▶

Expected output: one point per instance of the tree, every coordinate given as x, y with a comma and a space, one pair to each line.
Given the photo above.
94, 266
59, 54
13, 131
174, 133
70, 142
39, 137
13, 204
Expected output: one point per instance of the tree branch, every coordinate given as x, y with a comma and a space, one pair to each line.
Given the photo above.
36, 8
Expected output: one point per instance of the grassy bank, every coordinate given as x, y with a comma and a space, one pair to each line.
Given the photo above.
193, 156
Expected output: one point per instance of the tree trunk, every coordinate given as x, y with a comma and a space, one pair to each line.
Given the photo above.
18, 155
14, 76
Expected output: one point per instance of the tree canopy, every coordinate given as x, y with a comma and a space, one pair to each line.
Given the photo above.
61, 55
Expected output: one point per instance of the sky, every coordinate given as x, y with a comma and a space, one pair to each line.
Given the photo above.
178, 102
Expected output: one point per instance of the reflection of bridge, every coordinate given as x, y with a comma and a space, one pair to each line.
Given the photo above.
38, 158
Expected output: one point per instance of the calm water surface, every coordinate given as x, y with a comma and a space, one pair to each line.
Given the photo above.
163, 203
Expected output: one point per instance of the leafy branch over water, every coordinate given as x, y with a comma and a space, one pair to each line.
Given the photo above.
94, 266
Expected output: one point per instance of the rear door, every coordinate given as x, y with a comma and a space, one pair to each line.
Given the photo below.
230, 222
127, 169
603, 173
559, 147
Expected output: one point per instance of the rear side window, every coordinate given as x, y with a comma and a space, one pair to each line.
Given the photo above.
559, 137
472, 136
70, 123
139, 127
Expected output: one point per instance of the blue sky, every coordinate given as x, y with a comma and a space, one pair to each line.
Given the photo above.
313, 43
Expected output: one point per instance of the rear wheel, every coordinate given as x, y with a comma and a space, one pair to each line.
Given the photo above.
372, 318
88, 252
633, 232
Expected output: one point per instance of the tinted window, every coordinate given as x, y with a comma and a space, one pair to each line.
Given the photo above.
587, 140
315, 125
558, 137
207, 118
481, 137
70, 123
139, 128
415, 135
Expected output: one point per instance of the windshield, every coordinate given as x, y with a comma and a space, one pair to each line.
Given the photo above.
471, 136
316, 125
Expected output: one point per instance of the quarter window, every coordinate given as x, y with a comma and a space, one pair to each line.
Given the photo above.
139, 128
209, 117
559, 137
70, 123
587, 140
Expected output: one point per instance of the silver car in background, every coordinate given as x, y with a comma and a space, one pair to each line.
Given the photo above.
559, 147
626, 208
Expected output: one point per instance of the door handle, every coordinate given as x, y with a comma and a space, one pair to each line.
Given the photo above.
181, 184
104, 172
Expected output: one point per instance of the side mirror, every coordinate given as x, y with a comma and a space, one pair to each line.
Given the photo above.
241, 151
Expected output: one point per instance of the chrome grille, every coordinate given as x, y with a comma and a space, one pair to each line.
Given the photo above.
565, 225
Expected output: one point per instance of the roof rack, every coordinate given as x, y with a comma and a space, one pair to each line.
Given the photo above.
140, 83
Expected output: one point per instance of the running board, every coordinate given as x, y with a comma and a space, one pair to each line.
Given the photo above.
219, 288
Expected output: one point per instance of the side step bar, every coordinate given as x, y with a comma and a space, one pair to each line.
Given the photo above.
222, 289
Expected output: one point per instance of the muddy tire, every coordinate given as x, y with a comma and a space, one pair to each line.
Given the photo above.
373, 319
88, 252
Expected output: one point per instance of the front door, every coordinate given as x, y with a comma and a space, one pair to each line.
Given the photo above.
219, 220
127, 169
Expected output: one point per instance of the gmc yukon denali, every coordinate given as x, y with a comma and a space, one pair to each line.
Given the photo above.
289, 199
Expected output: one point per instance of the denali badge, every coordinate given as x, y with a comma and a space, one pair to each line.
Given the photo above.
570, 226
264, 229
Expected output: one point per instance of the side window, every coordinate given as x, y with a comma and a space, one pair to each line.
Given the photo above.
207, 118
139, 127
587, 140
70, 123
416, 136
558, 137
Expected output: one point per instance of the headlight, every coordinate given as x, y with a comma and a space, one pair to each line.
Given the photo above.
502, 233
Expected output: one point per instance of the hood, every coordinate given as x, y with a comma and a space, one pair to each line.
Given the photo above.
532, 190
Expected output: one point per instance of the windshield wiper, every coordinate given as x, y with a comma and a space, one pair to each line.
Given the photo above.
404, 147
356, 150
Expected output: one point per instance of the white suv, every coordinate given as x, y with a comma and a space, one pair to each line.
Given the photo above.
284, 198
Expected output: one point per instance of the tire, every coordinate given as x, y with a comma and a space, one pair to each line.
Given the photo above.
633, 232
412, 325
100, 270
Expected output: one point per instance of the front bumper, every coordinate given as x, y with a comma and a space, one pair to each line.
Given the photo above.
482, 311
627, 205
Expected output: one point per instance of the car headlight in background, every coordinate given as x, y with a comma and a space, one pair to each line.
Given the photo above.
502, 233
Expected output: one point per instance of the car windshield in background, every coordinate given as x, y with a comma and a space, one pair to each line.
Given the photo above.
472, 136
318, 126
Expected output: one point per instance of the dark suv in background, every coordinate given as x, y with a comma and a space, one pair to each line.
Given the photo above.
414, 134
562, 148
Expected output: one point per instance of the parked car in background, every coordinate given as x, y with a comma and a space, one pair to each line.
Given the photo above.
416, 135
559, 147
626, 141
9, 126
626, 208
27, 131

◀

Reproduce all of the items above verbatim, line by line, with nothing altered or left out.

_In response_.
Expected output: one point per instance of the tree, every coordinate given as x, y with a comma and a space, one pair to each line.
Given the photo above.
94, 266
59, 54
13, 131
174, 133
70, 142
39, 137
13, 204
Expected output: one point per instance of the tree branch, every coordinate given as x, y with a comma and a space, one pair to each line.
Given the photo above.
36, 8
Expected output: one point per instance of the grassy bank, every coordinate given as x, y with a comma and a space, one pair to each line.
Given the photo above.
193, 156
Expected output: one point per instance of the tree trunk, every coordinate given as x, y with a comma and a space, one pair to each line.
Given the photo above.
18, 155
14, 76
Expected output: one point per instance of the tree canopy, every coordinate given as x, y with a comma and a space, one pair to each line.
Given the photo above.
61, 55
Expected output: one point per instance of the sky, every coordinate given as x, y with a comma and a space, one pair to each line.
Given the photo above.
178, 102
Expected output: one point per instance of the reflection of bridge, every coordinate given as x, y with a comma and a space, one pair to each line.
Given the photo above.
38, 158
Expected output: one point per instance of the calm water surface, every coordinate given as x, y with a comma and a space, one pair to each line.
Given the photo above.
163, 203
Expected output: one point per instance of the leafy branch over water, every coordinate given as x, y with a comma and a space, one pair to each line.
Given the photo above.
94, 266
Expected output: one point per instance of the rear door, every coordinate given as x, y with a comma and a space, one pair to each line.
Given the photo below.
230, 222
127, 169
603, 173
559, 147
Expected output: one point per instance of the rear side window, every coordinate given as x, y with a comma and a space, one pair to each line.
Given the photo above.
559, 137
472, 136
70, 123
139, 127
Expected output: one point per instance of the blue sky, every coordinate given as x, y with a comma and a space, one pair to each line.
Given the photo above.
313, 43
Expected output: one point per instance of the rear wheel, every coordinate given as x, y with a comma and a space, one pair to each line.
Given the photo above.
372, 318
88, 252
633, 232
Expected output: one point per instance of the tinted window, every coordinate given as x, y with a comma and a space, one pair to each line.
Given the photo above.
587, 140
315, 125
558, 137
207, 118
481, 137
70, 123
139, 128
415, 135
Expected output: one point per instance of the windshield, every coordinate given as x, y with a comma and a space, one pair to each line.
Given the photo above.
471, 136
316, 125
Expected output: one point per instance of the quarter window, every coordinate given as x, y with a comma and a space, one pair to each line.
Given the photo above.
139, 128
209, 117
559, 137
70, 123
587, 140
Expected output: one point per instance of the silver car in background, every coordinate given as x, y with a comma and a space, one pair to each line.
Given the photo above.
559, 147
626, 208
Expected output: one point per instance of the door handle, every coordinate given as x, y with a comma and a space, one pair to each line.
Given the photo above.
181, 184
104, 172
Expected output: one point per instance of the side mirror, every coordinate given as x, y with a comma and a space, one pair to each line.
Given the photo above.
241, 151
Expected output: one point per instance of the chrome grille, every coordinate given as x, y with a comma and a space, one pair to each line.
Given the photo above.
565, 225
Expected output: one point per instance of the roof rack, every coordinate given as x, y with a comma and a space, one pair to each line.
Given the photo above.
140, 83
Expected output: one point per instance of the running board, every coordinate given as x, y with a comma and a space, one pair to each line.
Given the photo above.
219, 288
Expected output: one point per instance of the side step bar, every coordinate given as x, y with a comma and a space, one pair to each line.
Given the photo above.
222, 289
Expected output: one point per instance of the muddy tire, every coordinate given as x, y with a comma and a space, one pair to each line.
Given the photo above.
373, 319
88, 252
Expected output: one point per instance of the front door, every coordinate given as x, y with a comma and a space, one pair to each line.
Given the photo above.
219, 220
127, 169
Expected output: one point per instance of the gmc yukon denali, every coordinate given as x, y with a comma and a space, one pair to each line.
Given the photo above.
289, 199
Expected output: one point per instance of the denali badge, every coordinate given as x, y with a comma and a space, one pair to each line.
Given the photo above.
570, 226
264, 229
Expected output: one point per instance of the side window, every coordinate given as x, y with a comma and a space, one pair to each line.
Given the photo above.
207, 118
139, 127
587, 140
70, 123
416, 136
558, 137
Expected output: one point per instance of the headlight, every coordinate given as x, y with a comma and a space, one pair to each line.
Given the photo above.
502, 233
Expected output: one point per instance of the hood, every coordinate given as x, y with a comma and a space, one pair to each line.
Given the photo above.
532, 190
Expected output: one point per instance of the windshield wiper, every coordinate given as x, y with a comma and a space, one pair to each line.
Given the photo above.
404, 147
356, 150
Expected output: one point per instance of the white suv, every coordinate given as x, y with a comma and a space, one pair to each line.
Given the photo above.
284, 198
Expected output: one point per instance of the tire, every coordinate given as x, y with a comma and a space, one pair to each line.
Given the photo above.
633, 232
412, 325
100, 270
Expected output: one point per instance of the front bumper, every coordinate given as x, y with a comma and a space, one pair to each line.
Given the photo above.
482, 311
627, 205
Expected output: one point per instance of the car headlight in background, every coordinate given as x, y with a comma and a space, one pair to each line.
Given the photo above.
502, 233
Expected output: one point per instance of the car windshield in background, every coordinate given as x, y with a comma and a space, one pair to each line.
Given the photo above.
472, 136
318, 126
Expected output: one point per instance of the dark suv in background, every coordinate given as x, y with a comma and a space, one pair to each line.
Given the photo above.
414, 134
562, 148
Expected output: one point per instance of the parked car in background, every coordinate given as x, y with a comma and a space, one pair to each line.
Given the photo above.
416, 135
559, 147
626, 141
9, 126
626, 208
27, 131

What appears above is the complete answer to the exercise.